### Text section
# Basics

To access Scrapy Cloud Data, you need to set [Scrapinghub API key](https://app.scrapinghub.com/account/apikey) in `SH_APIKEY` environment variable.

In [None]:
import arche
from arche import *

The only required parameter is `source`, which accepts various inputs - see signature (`?Arche`) or examples.

## Data Sources
`Arche` with `pandas` API provide ability to read data from various places and formats.

### `*.json` as iterable

In [None]:
import json
with open("data/items_books_1.json") as f:
    raw_items = json.load(f)

In [None]:
a = Arche(source=raw_items)

### `*.jl.gz` and pandas API

In [None]:
url = "https://raw.githubusercontent.com/scrapinghub/arche/master/docs/source/nbs/data/items_books_1.jl.gz"

In [None]:
df = pd.read_json(url,lines=True)

`jsonlines` and `json` are not memory efficient if data contains nested objects. If other types are not available, you can read compressed jsonline in chunks.

In [None]:
chunks = pd.read_json(url, lines=True, chunksize=500)

In [None]:
dfs = [df for df in chunks]
df = pd.concat(dfs, sort=False)

In [None]:
df.shape

Uncompressed jsonline files however need to be downloaded first

In [None]:
raw_json = arche.tools.s3.get_contents("https://raw.githubusercontent.com/scrapinghub/arche/master/docs/source/nbs/data/items_books_1.jl")

In [None]:
chunks = pd.read_json(raw_json, lines=True, chunksize=500)

In [None]:
dfs = [df for df in chunks]
df = pd.concat(dfs, sort=False)

In [None]:
df.shape

In [None]:
a = Arche(source=df)

### Scrapy Cloud keys

In [None]:
a = Arche(source="381798/1/1")

### Raw data
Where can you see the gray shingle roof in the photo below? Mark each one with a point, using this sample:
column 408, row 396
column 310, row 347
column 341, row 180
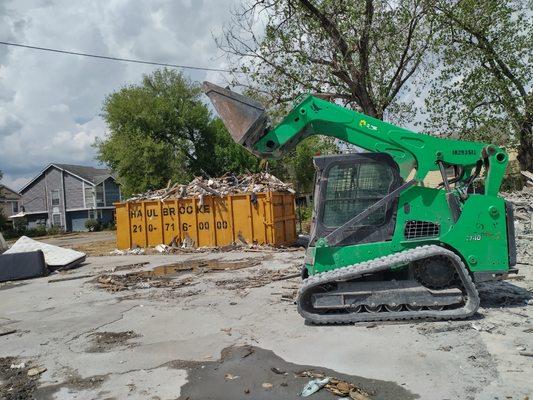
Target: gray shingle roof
column 91, row 174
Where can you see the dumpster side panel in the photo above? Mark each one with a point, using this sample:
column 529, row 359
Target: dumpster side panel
column 123, row 226
column 264, row 218
column 205, row 222
column 223, row 220
column 138, row 237
column 260, row 218
column 170, row 224
column 242, row 217
column 289, row 208
column 154, row 232
column 187, row 213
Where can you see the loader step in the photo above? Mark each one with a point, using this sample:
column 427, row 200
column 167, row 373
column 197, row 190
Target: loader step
column 385, row 293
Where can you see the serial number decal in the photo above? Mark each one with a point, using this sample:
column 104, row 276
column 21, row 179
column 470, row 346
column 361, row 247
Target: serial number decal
column 472, row 238
column 463, row 152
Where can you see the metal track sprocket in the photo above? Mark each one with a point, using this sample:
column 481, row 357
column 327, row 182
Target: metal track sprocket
column 470, row 296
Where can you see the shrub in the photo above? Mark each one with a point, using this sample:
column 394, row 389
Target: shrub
column 93, row 225
column 55, row 230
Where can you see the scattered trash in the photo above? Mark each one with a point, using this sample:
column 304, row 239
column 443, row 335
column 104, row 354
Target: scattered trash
column 162, row 248
column 36, row 371
column 3, row 244
column 314, row 386
column 445, row 348
column 138, row 280
column 55, row 257
column 8, row 332
column 227, row 184
column 69, row 278
column 337, row 387
column 261, row 278
column 483, row 328
column 135, row 251
column 277, row 371
column 226, row 330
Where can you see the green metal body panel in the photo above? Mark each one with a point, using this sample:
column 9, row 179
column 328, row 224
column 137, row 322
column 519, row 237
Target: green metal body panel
column 479, row 236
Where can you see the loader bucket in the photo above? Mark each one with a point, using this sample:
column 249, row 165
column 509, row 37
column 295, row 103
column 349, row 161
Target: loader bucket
column 245, row 119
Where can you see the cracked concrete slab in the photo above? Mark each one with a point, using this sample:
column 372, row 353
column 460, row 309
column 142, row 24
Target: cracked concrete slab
column 55, row 321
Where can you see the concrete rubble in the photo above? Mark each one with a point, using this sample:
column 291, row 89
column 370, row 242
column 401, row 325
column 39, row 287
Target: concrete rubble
column 523, row 215
column 222, row 324
column 223, row 186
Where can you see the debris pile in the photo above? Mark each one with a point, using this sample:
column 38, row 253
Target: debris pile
column 523, row 220
column 137, row 280
column 335, row 386
column 523, row 209
column 262, row 278
column 227, row 184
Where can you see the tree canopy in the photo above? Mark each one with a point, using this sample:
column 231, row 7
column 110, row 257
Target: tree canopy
column 360, row 53
column 160, row 130
column 483, row 86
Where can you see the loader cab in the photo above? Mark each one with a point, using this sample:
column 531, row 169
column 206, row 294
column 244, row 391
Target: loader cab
column 346, row 185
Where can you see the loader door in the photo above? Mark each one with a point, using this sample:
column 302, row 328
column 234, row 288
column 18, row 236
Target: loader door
column 348, row 184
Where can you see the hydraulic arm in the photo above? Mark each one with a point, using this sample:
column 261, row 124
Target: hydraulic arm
column 383, row 246
column 314, row 116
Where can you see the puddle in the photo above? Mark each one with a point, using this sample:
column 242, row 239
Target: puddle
column 259, row 374
column 102, row 342
column 199, row 266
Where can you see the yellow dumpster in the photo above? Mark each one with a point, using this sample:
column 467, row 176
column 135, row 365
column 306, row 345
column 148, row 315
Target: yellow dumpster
column 263, row 218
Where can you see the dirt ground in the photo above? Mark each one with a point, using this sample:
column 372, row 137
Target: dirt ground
column 224, row 326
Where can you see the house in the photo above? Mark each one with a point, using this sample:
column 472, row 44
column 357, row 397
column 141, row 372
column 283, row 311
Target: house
column 67, row 195
column 9, row 201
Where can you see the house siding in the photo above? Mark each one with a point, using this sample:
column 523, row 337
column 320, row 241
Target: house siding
column 112, row 192
column 73, row 192
column 37, row 197
column 34, row 196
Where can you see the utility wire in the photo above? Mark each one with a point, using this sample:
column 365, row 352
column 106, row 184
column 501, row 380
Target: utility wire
column 113, row 58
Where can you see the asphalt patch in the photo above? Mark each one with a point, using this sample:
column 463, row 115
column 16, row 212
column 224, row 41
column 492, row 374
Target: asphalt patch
column 248, row 372
column 15, row 384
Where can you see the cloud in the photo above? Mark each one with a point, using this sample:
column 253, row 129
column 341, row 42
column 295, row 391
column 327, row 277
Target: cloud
column 50, row 103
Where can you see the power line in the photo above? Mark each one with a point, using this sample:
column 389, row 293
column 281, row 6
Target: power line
column 113, row 58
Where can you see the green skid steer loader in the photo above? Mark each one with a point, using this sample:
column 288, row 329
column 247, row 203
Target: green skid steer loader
column 383, row 246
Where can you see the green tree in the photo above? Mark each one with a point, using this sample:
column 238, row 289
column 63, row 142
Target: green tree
column 3, row 217
column 360, row 53
column 483, row 89
column 160, row 130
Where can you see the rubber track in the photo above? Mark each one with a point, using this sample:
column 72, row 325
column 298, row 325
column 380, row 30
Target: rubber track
column 382, row 264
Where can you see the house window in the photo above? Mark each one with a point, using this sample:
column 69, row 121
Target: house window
column 89, row 197
column 99, row 196
column 56, row 219
column 55, row 197
column 95, row 214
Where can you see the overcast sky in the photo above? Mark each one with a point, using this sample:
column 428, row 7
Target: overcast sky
column 50, row 103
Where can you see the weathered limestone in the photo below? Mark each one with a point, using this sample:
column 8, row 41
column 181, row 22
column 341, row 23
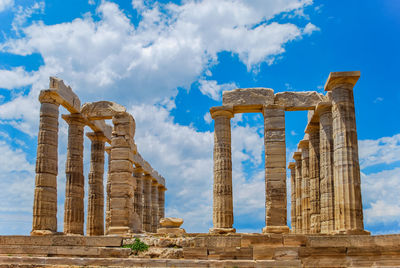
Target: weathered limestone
column 95, row 217
column 298, row 192
column 275, row 170
column 327, row 204
column 292, row 167
column 222, row 202
column 74, row 190
column 305, row 186
column 348, row 203
column 314, row 160
column 45, row 199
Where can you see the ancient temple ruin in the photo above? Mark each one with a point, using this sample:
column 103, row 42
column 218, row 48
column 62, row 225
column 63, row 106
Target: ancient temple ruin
column 135, row 191
column 325, row 177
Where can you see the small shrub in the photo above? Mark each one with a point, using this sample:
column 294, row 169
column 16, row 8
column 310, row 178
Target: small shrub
column 137, row 246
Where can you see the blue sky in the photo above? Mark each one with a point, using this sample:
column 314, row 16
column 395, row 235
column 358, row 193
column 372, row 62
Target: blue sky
column 168, row 63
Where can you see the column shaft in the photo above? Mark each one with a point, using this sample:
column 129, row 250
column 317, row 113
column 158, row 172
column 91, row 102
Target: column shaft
column 45, row 197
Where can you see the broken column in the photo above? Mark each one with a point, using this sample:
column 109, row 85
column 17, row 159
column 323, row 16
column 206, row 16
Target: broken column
column 275, row 170
column 305, row 185
column 95, row 217
column 327, row 204
column 222, row 189
column 292, row 167
column 75, row 180
column 348, row 203
column 45, row 198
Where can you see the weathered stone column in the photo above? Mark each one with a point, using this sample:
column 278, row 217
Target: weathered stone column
column 74, row 212
column 315, row 218
column 138, row 193
column 327, row 203
column 222, row 189
column 161, row 203
column 305, row 186
column 154, row 206
column 45, row 198
column 348, row 203
column 298, row 183
column 292, row 167
column 95, row 217
column 275, row 170
column 147, row 180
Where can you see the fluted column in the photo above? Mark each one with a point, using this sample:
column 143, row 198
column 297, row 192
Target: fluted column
column 147, row 180
column 45, row 197
column 222, row 189
column 154, row 206
column 95, row 217
column 305, row 186
column 138, row 193
column 298, row 183
column 74, row 212
column 275, row 170
column 327, row 203
column 292, row 167
column 348, row 203
column 315, row 218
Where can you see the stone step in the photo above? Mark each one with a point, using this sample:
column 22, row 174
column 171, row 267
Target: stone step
column 64, row 251
column 62, row 240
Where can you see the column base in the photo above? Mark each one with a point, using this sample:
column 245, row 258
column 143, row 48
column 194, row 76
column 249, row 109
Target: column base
column 276, row 229
column 222, row 230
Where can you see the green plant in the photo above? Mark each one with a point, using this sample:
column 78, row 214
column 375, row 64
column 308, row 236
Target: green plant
column 137, row 246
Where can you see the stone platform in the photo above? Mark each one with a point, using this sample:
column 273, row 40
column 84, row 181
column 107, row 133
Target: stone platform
column 204, row 250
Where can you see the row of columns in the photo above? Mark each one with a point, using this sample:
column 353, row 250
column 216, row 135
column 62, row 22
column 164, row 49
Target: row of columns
column 325, row 177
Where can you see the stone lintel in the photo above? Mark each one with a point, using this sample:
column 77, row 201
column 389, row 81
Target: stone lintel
column 221, row 110
column 336, row 78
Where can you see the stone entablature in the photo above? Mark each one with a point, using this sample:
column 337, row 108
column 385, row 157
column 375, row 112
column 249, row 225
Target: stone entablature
column 123, row 210
column 325, row 178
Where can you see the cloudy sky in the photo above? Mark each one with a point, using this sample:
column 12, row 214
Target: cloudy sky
column 168, row 63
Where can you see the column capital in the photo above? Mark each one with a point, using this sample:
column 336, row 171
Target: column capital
column 226, row 111
column 340, row 78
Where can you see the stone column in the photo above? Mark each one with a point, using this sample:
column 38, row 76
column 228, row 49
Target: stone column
column 154, row 206
column 147, row 180
column 95, row 217
column 327, row 204
column 138, row 193
column 275, row 170
column 45, row 197
column 222, row 189
column 292, row 167
column 305, row 186
column 348, row 203
column 161, row 203
column 74, row 212
column 315, row 218
column 298, row 183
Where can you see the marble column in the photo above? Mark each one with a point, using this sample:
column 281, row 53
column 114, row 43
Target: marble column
column 147, row 180
column 298, row 184
column 95, row 217
column 275, row 170
column 222, row 190
column 314, row 159
column 305, row 186
column 292, row 167
column 138, row 193
column 74, row 212
column 348, row 203
column 161, row 203
column 45, row 196
column 154, row 206
column 327, row 203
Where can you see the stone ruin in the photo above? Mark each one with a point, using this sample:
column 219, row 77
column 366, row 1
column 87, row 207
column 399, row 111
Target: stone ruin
column 135, row 191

### Tasks to perform
1. In the Arche basics text, which environment variable needs to hold the Scrapinghub API key?
2. Please carry on with the Arche basics text from its last line.

### Exercise responses
1. SH_APIKEY

2.
In [None]:
a.report_all()

We just ran a minimal number of rules. The validation can be improved with adding a json schema, let's infer one from the data we already have.

## JSON Schema

In [None]:
basic_json_schema("381798/1/1")

By itself a basic schema is not very helpful, but you can update it.

In [None]:
a.source_items.df.head()

Looks like `price` can be checked with regex. Let's also add `category` tag which helps to see the distribution in categoric data and `unique` tag to title to ensure there are no duplicates.

In [None]:
a.schema = {
    "$schema": "http://json-schema.org/draft-07/schema#",
    "definitions": {
        "float": {
            "pattern": "^-?[0-9]+\\.[0-9]{2}$"
        },
        "url": {
            "pattern": "^https?://(www\\.)?[a-z0-9.-]*\\.[a-z]{2,}([^<>%\\x20\\x00-\\x1f\\x7F]|%[0-9a-fA-F]{2})*$"
        }
    },
    "additionalProperties": False,
    "type": "object",
    "properties": {
        "category": {"type": "string", "tag": ["category"]},
        "price": {"type": "string", "pattern": "^Â£\d{2}.\d{2}$"},
        "_type": {"type": "string"},
        "description": {"type": "string"},
        "title": {"type": "string", "tag": ["unique"]},
        "_key": {"type": "string"}
    },
    "required": [
        "_key",
        "_type",
        "category",
        "description",
        "price",
        "title"
    ]
}

In [None]:
a.validate_with_json_schema()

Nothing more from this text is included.